Serie di compiti>
1. Trasforma in un breve elenco il paragrafo del brano che comincia con "Era il 30 marzo del 2012", mantenendone i fatti principali.
2. Duplica dal brano il passo che parte da "Ma no, ma no, non" e prosegue fino a "all’epoca, devo dirlo.".
3. Per favore, elenca tutte le frasi del brano che terminano con un punto esclamativo.

Brano estratto>
━━━
Impiegai dei mesi per adattare il mio corpo a saltare da destro, quando io ero semplicemente mancina… mancina! Come Carolina Kostner, per dire! Ecco, sono mancina e saltavo da destra! Provate voi a dire a Carolina Kostner di fare altrettanto.
Maestra del piffero!
Forse per questo ho passato un’infanzia a combattere con quei salti storti che mi sembrava di saltare giù da un burrone ogni volta che mi staccavo da terra, e ora mi dico malata?
Ma no, ma no, non c’entra proprio niente… ho rinnegato con violenza il pattinaggio a diciassette anni e mi sono data alla danza contemporanea, che tanto con quella non ci sono destra o sinistra che tengano, i giri li devi fare da una parte e anche dall’altra. E con il piede libero nelle posizioni più ridicole (è arte, dicono…).
Ed è andato tutto bene, sono stata una persona normale, un po’ snob nei confronti del pattinaggio forse, lo ammetto, ma normale. Fino a un giorno e a un momento particolare, che ricordo fin troppo bene, purtroppo.
Era il 30 marzo del 2012, in TV davano il campionato del mondo di pattinaggio di figura, categoria maschile. Guardavo abbastanza distrattamente, c’era un gioco sull’iphone che mi prendeva parecchio all’epoca, devo dirlo.
Ma poi, a un certo punto entrò in pista un ragazzino di 17 anni, giapponese, proprio l’età in cui avevo rinunciato definitivamente ai miei sogni di gloria.
E in quel momento capii esattamente che cos’è il pattinaggio.
━━━
Dati di puntamento delle regioni
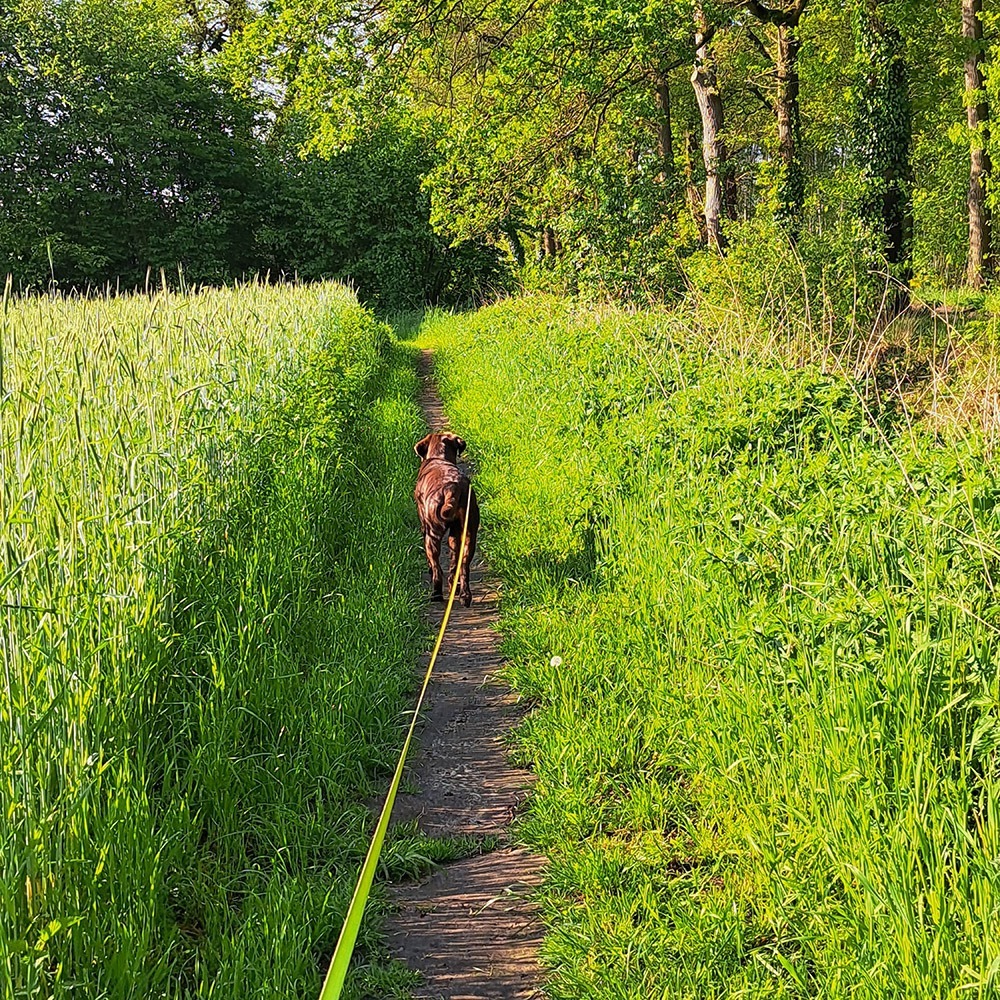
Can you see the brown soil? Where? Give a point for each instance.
(470, 928)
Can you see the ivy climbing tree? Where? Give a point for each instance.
(883, 136)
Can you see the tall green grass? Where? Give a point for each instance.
(756, 608)
(208, 619)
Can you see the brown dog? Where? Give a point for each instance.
(442, 493)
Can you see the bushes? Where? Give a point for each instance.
(758, 618)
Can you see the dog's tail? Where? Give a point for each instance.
(451, 503)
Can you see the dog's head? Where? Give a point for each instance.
(447, 446)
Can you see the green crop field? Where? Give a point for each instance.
(750, 597)
(757, 613)
(209, 600)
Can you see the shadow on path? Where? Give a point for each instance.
(469, 928)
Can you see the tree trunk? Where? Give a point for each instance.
(978, 116)
(883, 125)
(664, 127)
(791, 184)
(713, 147)
(691, 193)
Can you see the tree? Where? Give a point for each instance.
(883, 138)
(718, 183)
(978, 116)
(791, 180)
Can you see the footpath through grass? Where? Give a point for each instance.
(209, 614)
(759, 618)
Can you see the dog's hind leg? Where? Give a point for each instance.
(454, 540)
(432, 549)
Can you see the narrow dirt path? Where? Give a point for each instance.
(469, 928)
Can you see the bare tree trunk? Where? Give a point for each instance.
(691, 193)
(713, 147)
(664, 127)
(978, 116)
(791, 191)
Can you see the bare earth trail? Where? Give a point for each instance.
(469, 928)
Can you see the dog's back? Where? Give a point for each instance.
(445, 502)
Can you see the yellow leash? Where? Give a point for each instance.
(334, 982)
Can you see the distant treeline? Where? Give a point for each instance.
(425, 149)
(126, 150)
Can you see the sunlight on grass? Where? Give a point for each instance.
(209, 613)
(755, 603)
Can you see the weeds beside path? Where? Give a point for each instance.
(470, 928)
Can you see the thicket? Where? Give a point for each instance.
(756, 609)
(209, 611)
(430, 152)
(127, 148)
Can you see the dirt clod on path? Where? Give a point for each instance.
(469, 928)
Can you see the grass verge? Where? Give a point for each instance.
(756, 606)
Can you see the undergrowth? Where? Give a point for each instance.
(209, 612)
(754, 602)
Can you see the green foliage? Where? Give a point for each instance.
(757, 615)
(123, 154)
(209, 617)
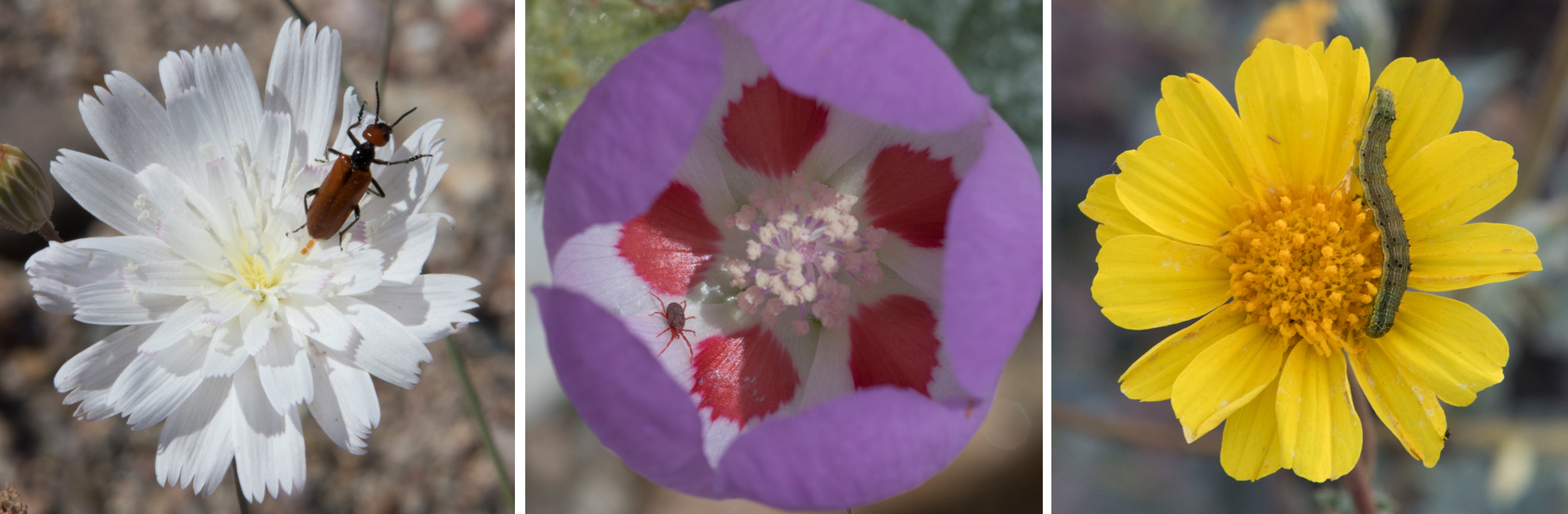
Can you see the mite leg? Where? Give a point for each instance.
(304, 201)
(402, 162)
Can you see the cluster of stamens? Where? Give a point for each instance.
(805, 235)
(1305, 264)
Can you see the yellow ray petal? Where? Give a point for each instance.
(1446, 345)
(1104, 205)
(1223, 378)
(1175, 190)
(1451, 180)
(1471, 254)
(1251, 437)
(1319, 429)
(1426, 105)
(1345, 74)
(1148, 281)
(1195, 113)
(1410, 410)
(1283, 101)
(1151, 377)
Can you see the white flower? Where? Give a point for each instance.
(231, 328)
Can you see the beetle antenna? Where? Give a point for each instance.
(400, 118)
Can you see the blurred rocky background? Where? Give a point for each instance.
(571, 44)
(1508, 452)
(454, 60)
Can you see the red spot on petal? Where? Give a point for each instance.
(770, 130)
(893, 343)
(673, 243)
(908, 193)
(743, 375)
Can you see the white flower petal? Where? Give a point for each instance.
(592, 265)
(258, 329)
(408, 241)
(105, 190)
(385, 348)
(153, 386)
(226, 351)
(360, 273)
(320, 322)
(268, 447)
(179, 278)
(921, 266)
(201, 314)
(212, 101)
(135, 248)
(284, 372)
(130, 126)
(88, 377)
(303, 78)
(830, 368)
(430, 306)
(345, 402)
(184, 229)
(304, 279)
(275, 154)
(60, 268)
(198, 441)
(111, 303)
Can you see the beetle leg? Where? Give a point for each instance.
(361, 118)
(304, 201)
(328, 154)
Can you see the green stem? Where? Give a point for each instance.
(386, 44)
(1360, 480)
(479, 419)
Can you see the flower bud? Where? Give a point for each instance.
(25, 199)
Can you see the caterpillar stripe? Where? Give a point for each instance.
(1389, 222)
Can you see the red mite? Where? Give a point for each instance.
(350, 178)
(674, 323)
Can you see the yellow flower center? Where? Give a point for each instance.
(1305, 264)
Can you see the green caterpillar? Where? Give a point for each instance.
(1389, 222)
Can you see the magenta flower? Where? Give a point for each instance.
(853, 235)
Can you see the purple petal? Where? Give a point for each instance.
(994, 264)
(849, 452)
(634, 128)
(623, 393)
(855, 57)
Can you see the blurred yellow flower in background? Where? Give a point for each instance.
(1251, 220)
(1295, 22)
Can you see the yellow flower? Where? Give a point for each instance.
━━━
Risposte scritte>
1.
- Data: 30 marzo 2012.
- In TV trasmettevano il campionato del mondo di pattinaggio di figura, categoria maschile.
- La visione era piuttosto distratta, a causa di un gioco sull'iphone che all'epoca prendeva parecchio.

2.
Ma no, ma no, non c’entra proprio niente… ho rinnegato con violenza il pattinaggio a diciassette anni e mi sono data alla danza contemporanea, che tanto con quella non ci sono destra o sinistra che tengano, i giri li devi fare da una parte e anche dall’altra. E con il piede libero nelle posizioni più ridicole (è arte, dicono…).
Ed è andato tutto bene, sono stata una persona normale, un po’ snob nei confronti del pattinaggio forse, lo ammetto, ma normale. Fino a un giorno e a un momento particolare, che ricordo fin troppo bene, purtroppo.
Era il 30 marzo del 2012, in TV davano il campionato del mondo di pattinaggio di figura, categoria maschile. Guardavo abbastanza distrattamente, c’era un gioco sull’iphone che mi prendeva parecchio all’epoca, devo dirlo.

3.
1. Impiegai dei mesi per adattare il mio corpo a saltare da destro, quando io ero semplicemente mancina… mancina!
2. Come Carolina Kostner, per dire!
3. Ecco, sono mancina e saltavo da destra!
4. Maestra del piffero!